▸ INSTRUCTIONS
(a) Answer these questions from the Slide Set text:
(i) In what format are ROIs saved?
(ii) How many walk-through examples does the text mention?
(iii) Which example demonstrates automating general ImageJ plugins?
(b) Decide whether each statement agrees with the Slide Set text. Answer yes or no, and quote the deciding words.
(i) Slide Set runs analysis commands on individual images one at a time.
(ii) A public source code repository for Slide Set is available.
(iii) Example S3 demonstrates separating immunohistochemistry images into two absorbance components.
(c) Translate this sentence from the Slide Set text into Spanish: "Additionally, command sequences can be saved and reused on additional datasets."

▸ DOCUMENT
★ ★ ★ ★

Slide Set, an open-source Java-based plugin for the Fiji distribution of ImageJ (8), provides a framework for interactive and reproducible image analysis, controlled through a graphical user interface with intuitive menu-based commands. By organizing data into tables, Slide Set allows image files to be associated with other important information, such as experimental conditions and time point information. ROIs can be recorded interactively and saved using the widely-supported scalable vector graphics (SVG) format (9), ensuring their availability for later inspection or reuse. Slide Set runs analysis commands on data tables rather than individual images, allowing easy and consistent repetition of the analysis across every image in the table. Analysis results are also organized into tables, including records of the commands, parameters, and input data used to generate them. Additionally, command sequences can be saved and reused on additional datasets. With a wide variety of built-in analysis commands, as well as easy extensibility to include other ImageJ plugins, Slide Set builds flexible image analysis workflows that are transparent and reproducible.
Materials and Methods
Recommended installation and online resources
Slide Set is a plugin for the Fiji distribution of ImageJ (http://fiji.sc/) (8), and will run on any computer that runs Fiji. The author’s website (http://cellbio.emory.edu/bnanes/slideset) contains the most up-to-date Slide Set version, as well as instructions for installing Slide Set using the Fiji updater. The website also includes a copy of the Slide Set user documentation, step-by-step tutorials, and further information for developers. A public source code repository is also available (https://github.com/bnanes/slideset), further supporting the openness and reproducibility of image analysis with Slide Set (10). In addition to the general description of Slide Set’s data model and workflow structure below, five walk-through examples demonstrate the use of Slide Set for various analysis tasks. The capabilities demonstrated include interactive ROI selection (Example S1), calculating between-channel correlations (Example S1), calculating average values and using them as thresholds to compute Mander’s colocolization coefficients (Example S2), creating ROIs based on threshold values (Example S3), automating general ImageJ plugins (Example S4), separating immunohistochemistry images into two absorbance components (Example S5), and automating a trainable segmentation plugin (Example S5) (11).

★ ★ ★ ★

▸ DATA SECTION
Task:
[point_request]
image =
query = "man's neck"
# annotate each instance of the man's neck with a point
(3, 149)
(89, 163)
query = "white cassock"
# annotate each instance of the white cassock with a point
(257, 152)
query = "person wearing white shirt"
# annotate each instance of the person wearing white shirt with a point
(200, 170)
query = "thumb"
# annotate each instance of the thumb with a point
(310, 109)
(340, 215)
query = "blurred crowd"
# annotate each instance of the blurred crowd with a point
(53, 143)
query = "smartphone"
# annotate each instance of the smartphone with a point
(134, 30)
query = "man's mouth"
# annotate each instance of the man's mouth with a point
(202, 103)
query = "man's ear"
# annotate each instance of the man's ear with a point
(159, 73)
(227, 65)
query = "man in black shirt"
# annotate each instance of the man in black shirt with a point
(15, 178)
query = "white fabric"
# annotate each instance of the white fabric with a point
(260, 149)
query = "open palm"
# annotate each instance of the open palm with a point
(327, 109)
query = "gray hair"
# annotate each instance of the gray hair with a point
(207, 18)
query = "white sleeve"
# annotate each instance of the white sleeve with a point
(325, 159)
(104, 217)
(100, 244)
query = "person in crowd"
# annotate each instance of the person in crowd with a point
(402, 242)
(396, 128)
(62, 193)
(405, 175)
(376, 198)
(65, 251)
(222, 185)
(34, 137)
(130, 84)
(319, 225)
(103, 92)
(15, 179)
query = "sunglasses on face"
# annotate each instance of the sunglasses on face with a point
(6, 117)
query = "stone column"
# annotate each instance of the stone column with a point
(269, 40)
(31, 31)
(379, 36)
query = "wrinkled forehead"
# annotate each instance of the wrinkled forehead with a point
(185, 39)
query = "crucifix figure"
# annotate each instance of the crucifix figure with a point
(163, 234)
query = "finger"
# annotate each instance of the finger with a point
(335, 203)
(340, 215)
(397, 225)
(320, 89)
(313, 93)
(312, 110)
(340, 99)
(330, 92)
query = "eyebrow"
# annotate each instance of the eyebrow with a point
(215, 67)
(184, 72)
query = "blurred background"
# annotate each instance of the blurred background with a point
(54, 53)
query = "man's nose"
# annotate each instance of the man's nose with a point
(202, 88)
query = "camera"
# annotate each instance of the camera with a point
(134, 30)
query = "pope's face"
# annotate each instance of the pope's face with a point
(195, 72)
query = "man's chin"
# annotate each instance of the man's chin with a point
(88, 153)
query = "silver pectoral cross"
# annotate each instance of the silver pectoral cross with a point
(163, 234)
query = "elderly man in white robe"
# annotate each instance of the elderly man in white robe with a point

★ ★ ★ ★

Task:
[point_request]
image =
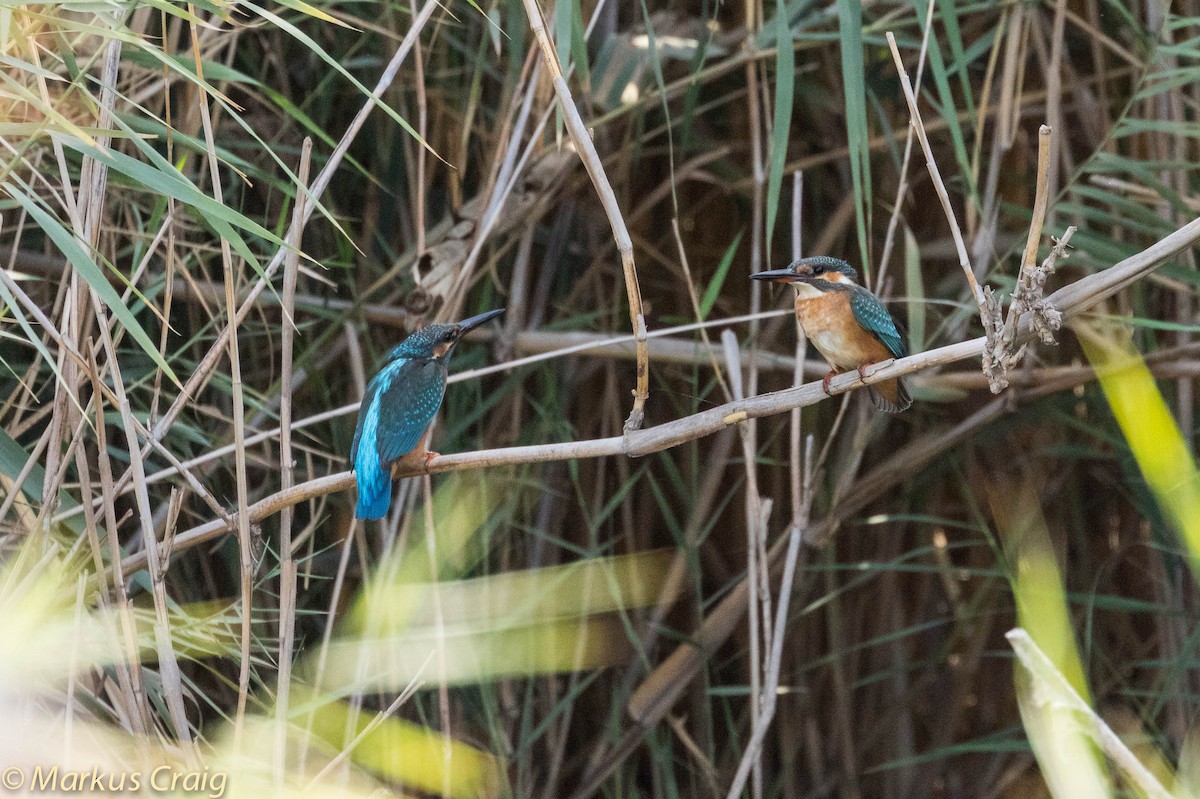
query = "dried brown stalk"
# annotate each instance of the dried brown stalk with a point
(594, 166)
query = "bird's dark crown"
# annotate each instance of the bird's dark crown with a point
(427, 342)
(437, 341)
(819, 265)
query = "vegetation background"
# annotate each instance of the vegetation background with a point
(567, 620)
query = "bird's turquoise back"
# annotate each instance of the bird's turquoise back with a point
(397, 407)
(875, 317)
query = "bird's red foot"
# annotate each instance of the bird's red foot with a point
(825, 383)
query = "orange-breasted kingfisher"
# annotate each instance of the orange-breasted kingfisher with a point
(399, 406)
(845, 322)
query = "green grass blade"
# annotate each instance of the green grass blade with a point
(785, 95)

★ ★ ★ ★

▸ THE RESULTS
(a)
(i) Scalable vector graphics (SVG)
(ii) Five
(iii) Example S4

(b)
(i) No: "Slide Set runs analysis commands on data tables rather than individual images"
(ii) Yes: "A public source code repository is also available"
(iii) No: "creating ROIs based on threshold values (Example S3)"

(c) Además, las secuencias de comandos pueden guardarse y reutilizarse en conjuntos de datos adicionales.